#### Set exercise
Format everything from the line containing "Find the **carpeted" down to the end of the records as a Markdown table with the columns Row and Line, numbering each line and skipping blank ones.
■ ■ ■
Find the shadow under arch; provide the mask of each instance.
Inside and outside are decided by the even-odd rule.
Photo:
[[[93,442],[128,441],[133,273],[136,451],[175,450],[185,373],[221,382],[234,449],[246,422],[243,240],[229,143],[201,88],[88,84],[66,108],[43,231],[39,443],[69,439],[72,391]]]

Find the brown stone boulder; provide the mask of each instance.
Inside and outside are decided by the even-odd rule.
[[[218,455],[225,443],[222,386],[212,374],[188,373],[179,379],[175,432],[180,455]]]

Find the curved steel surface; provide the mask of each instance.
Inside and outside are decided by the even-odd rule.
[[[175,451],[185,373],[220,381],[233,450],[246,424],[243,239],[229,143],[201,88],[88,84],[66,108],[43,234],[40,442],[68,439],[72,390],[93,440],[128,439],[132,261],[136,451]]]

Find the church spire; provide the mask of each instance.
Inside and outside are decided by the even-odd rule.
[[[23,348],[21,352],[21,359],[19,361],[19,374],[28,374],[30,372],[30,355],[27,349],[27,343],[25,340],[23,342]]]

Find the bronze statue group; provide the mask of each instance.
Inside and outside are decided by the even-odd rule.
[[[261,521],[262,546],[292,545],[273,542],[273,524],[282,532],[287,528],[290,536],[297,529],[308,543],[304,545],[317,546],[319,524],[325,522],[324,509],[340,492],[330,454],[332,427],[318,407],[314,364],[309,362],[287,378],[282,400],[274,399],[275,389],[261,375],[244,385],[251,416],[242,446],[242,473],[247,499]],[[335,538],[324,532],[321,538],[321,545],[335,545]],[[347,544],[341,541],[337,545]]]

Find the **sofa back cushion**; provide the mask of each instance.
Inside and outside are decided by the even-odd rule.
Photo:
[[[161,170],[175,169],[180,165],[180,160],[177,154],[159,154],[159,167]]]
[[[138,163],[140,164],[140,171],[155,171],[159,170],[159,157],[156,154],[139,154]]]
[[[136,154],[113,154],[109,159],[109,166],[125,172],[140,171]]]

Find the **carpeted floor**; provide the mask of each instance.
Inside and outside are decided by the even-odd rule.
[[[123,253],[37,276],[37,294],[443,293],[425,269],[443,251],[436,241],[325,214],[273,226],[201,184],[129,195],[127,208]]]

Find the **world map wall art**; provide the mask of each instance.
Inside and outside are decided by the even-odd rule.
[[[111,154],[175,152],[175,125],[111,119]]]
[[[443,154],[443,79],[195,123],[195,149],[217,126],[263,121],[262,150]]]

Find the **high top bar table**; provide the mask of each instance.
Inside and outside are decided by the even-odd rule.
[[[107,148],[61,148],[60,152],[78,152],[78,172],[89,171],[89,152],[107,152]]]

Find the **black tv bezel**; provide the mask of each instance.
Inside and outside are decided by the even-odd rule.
■ ■ ■
#### Completed task
| Row | Line |
|---|---|
| 1 | Find the **carpeted floor**; provide the mask of each instance. |
| 2 | Inside and outside are decided by the even-odd rule. |
| 3 | [[[123,253],[37,276],[37,294],[443,293],[425,269],[443,251],[436,241],[325,214],[273,226],[201,184],[129,195],[127,208]]] |
| 4 | Find the **world map wall art**; provide the mask of each instance. |
| 5 | Inside and outside are decided by the even-odd rule. |
| 6 | [[[111,154],[175,152],[175,125],[111,119]]] |
| 7 | [[[443,154],[443,79],[195,123],[195,149],[217,126],[263,121],[262,150]]] |
| 8 | Find the **high top bar table**; provide the mask of each instance. |
| 9 | Inside and outside are decided by the even-odd rule. |
| 10 | [[[107,148],[61,148],[60,152],[78,152],[78,172],[89,171],[89,152],[107,152]]] |
| 11 | Find the **black tv bezel**; provide the mask of each instance. |
| 12 | Inside and outside are decided by the even-odd rule. |